**EXCERPT:**

By Bob Cesca: You might have noticed how the Democrats last week weren't afraid to ballyhoo the Obama administration's tenacious pursuit and killing of Osama Bin Laden. This pivotal event in the president's first term represented what could be the beginning of a major shift in the perception of the Democrats as an inept, wimpy faction that tends to mishandle foreign policy and national security endeavors.
In spite of the Bush administration's ineptitude on this front, there continues to be a massive "strong on national security" polling gap in favor of the Republicans. Back in 2010, a year before Bin Laden was killed, the Republicans were crushing the Democrats on this front by a margin of 27 points, 59 percent to 33 percent. Even with the killing of Bin Laden and the ending of the Iraq war, the Democrats lag behind the Republicans by a full 10 points, according to Rasmussen (admittedly, a Republican-leaning polling outfit, but you get the idea).

Dataset excerpts on object pointing
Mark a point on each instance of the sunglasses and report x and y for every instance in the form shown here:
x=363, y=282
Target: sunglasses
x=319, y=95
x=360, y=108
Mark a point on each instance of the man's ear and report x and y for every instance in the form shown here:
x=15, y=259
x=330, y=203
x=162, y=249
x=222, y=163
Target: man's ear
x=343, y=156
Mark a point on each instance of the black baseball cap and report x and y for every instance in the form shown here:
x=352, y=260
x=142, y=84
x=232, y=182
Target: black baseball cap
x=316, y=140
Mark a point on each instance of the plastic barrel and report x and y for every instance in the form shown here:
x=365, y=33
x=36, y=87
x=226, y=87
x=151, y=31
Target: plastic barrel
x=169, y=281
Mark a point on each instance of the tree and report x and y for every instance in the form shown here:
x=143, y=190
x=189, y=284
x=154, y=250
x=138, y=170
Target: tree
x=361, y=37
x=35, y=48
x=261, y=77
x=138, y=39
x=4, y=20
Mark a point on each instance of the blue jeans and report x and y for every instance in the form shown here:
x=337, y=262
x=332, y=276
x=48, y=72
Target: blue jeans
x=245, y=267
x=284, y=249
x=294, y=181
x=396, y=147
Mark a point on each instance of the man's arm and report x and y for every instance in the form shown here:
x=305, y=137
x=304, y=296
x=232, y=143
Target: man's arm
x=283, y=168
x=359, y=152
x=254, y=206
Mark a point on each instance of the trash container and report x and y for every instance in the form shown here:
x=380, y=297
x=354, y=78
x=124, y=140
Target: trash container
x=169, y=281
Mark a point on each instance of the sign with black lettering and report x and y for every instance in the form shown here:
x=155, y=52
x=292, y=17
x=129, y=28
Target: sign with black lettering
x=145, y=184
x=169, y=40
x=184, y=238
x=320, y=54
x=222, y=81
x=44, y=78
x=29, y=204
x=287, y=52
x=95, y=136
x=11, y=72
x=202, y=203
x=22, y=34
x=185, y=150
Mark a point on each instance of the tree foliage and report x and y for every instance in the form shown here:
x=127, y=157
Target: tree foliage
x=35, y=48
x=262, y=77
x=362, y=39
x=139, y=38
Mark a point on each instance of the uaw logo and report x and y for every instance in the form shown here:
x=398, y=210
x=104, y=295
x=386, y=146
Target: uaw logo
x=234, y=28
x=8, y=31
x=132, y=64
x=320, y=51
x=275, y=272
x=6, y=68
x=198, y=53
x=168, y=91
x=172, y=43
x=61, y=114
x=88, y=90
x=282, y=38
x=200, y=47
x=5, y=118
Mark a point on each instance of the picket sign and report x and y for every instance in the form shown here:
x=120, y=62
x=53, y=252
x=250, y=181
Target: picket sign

**GIVEN INSTRUCTION A:** Copy the commentary from "By Bob Cesca: You" up to and including "national security endeavors.", replacing "ballyhoo" with "trumpet".
**GIVEN INSTRUCTION B:** In the commentary, by what margin did the Republicans lead the Democrats on national security in 2010?
These rows come from a separate source.

**EXERCISE RESPONSE A:**
By Bob Cesca: You might have noticed how the Democrats last week weren't afraid to trumpet the Obama administration's tenacious pursuit and killing of Osama Bin Laden. This pivotal event in the president's first term represented what could be the beginning of a major shift in the perception of the Democrats as an inept, wimpy faction that tends to mishandle foreign policy and national security endeavors.

**EXERCISE RESPONSE B:** 27 points, 59 percent to 33 percent.